BEGIN EXCERPTED RECORDS
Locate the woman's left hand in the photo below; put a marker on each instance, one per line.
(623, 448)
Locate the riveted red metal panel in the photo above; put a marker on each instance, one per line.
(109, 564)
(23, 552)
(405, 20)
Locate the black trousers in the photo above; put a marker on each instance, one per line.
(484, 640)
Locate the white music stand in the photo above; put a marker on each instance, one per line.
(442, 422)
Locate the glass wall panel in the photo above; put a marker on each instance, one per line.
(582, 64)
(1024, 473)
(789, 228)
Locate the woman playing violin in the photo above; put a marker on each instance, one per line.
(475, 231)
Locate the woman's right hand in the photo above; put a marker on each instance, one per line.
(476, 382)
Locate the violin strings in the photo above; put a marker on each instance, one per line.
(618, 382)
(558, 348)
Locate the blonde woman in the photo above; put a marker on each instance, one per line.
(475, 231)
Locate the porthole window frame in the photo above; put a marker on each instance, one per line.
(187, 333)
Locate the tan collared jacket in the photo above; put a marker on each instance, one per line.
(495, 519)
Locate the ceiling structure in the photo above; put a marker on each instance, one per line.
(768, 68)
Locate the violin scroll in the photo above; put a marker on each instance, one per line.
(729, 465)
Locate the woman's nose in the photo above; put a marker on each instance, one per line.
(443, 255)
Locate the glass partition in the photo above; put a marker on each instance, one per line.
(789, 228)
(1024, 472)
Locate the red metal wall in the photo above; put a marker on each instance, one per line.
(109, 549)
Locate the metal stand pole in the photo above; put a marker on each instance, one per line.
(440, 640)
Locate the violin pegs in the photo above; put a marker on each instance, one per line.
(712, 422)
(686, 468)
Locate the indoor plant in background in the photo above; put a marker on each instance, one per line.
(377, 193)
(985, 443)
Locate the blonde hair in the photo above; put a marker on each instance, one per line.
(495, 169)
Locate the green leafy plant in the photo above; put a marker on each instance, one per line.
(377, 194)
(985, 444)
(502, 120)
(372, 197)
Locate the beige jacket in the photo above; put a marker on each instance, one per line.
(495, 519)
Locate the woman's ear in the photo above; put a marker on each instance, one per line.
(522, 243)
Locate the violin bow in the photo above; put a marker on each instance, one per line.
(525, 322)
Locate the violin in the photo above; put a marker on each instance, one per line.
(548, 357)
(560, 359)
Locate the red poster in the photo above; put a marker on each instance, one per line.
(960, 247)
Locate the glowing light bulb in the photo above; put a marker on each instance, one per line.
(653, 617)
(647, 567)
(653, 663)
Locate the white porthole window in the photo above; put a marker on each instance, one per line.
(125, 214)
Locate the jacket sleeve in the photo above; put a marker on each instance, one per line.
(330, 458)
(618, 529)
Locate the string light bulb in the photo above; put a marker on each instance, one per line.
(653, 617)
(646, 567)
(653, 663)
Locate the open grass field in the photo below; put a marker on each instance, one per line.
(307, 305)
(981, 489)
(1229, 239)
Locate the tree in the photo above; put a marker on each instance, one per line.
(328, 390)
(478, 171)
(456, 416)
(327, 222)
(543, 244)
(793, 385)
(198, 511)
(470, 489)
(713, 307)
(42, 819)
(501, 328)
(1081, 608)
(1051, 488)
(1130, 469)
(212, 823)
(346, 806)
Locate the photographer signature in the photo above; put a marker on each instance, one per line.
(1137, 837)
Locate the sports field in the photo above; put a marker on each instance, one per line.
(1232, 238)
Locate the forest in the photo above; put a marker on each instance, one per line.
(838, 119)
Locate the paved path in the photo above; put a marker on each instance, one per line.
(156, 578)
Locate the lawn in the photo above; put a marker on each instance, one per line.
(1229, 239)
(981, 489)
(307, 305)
END EXCERPTED RECORDS
Can you put the lines into a numbered list, starting with the line that contains "Locate the sports" and going on through the last line above, with blank lines left out?

THE RESULT:
1. Locate the sports field in the photo above; put a marker on each instance, one per line.
2. (1232, 238)
3. Locate the forest in the photo above; put a marker on each instance, one per line.
4. (838, 119)
5. Locate the paved path in the photo above; put a marker on each instance, one per line.
6. (156, 578)
7. Locate the lawn in the photo above; put a marker on each instance, one per line.
8. (1229, 239)
9. (981, 489)
10. (307, 305)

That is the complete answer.